Copy out the lines of the records verbatim, starting with the line that contains "drawn like (116,44)." and continuing through the end of the records.

╭─ SUPPLIED MATERIAL

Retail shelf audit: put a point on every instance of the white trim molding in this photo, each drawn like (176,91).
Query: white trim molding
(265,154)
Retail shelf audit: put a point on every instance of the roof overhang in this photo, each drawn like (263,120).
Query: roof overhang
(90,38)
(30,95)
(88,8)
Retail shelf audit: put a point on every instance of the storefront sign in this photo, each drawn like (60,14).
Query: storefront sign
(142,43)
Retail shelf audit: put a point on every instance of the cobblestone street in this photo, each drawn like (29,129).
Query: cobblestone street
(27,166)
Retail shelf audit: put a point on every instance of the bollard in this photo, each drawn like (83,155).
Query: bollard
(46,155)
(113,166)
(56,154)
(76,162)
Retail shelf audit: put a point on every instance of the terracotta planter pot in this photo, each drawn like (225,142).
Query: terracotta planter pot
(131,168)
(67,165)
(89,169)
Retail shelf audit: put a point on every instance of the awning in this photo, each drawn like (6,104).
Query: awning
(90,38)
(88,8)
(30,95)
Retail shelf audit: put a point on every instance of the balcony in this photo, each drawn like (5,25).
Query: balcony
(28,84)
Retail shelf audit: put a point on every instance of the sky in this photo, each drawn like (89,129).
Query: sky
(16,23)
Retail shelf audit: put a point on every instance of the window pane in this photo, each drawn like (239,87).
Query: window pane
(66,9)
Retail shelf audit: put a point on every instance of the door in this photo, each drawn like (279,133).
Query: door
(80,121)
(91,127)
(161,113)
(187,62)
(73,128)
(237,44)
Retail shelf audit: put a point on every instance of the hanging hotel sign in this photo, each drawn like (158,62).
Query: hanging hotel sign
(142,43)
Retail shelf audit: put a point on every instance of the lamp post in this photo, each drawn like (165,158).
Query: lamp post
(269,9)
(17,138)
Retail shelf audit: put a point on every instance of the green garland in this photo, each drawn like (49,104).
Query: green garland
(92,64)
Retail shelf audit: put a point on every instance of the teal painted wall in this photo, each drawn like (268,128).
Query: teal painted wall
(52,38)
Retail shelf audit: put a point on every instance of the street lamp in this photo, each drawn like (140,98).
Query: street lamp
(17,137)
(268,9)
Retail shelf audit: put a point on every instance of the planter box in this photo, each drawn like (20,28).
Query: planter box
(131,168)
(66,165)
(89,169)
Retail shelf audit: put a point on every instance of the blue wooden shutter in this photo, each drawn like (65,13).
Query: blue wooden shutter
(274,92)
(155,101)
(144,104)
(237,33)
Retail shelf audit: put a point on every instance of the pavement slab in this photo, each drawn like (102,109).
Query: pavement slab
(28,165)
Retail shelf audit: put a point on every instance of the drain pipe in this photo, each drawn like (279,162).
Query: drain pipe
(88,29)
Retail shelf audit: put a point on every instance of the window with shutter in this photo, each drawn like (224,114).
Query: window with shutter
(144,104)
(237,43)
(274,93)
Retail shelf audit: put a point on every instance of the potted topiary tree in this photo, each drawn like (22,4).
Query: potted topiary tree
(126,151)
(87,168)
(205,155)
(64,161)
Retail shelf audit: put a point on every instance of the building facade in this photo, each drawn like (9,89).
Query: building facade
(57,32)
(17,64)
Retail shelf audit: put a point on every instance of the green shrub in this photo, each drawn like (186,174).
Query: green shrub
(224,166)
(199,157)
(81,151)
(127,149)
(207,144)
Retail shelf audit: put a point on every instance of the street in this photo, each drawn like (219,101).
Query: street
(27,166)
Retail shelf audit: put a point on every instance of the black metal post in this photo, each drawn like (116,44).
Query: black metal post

╰─

### ANSWER TO THE TASK
Retail shelf audit: put a point on every instance of the black metal post in this photo, each drawn like (116,44).
Query: black metal post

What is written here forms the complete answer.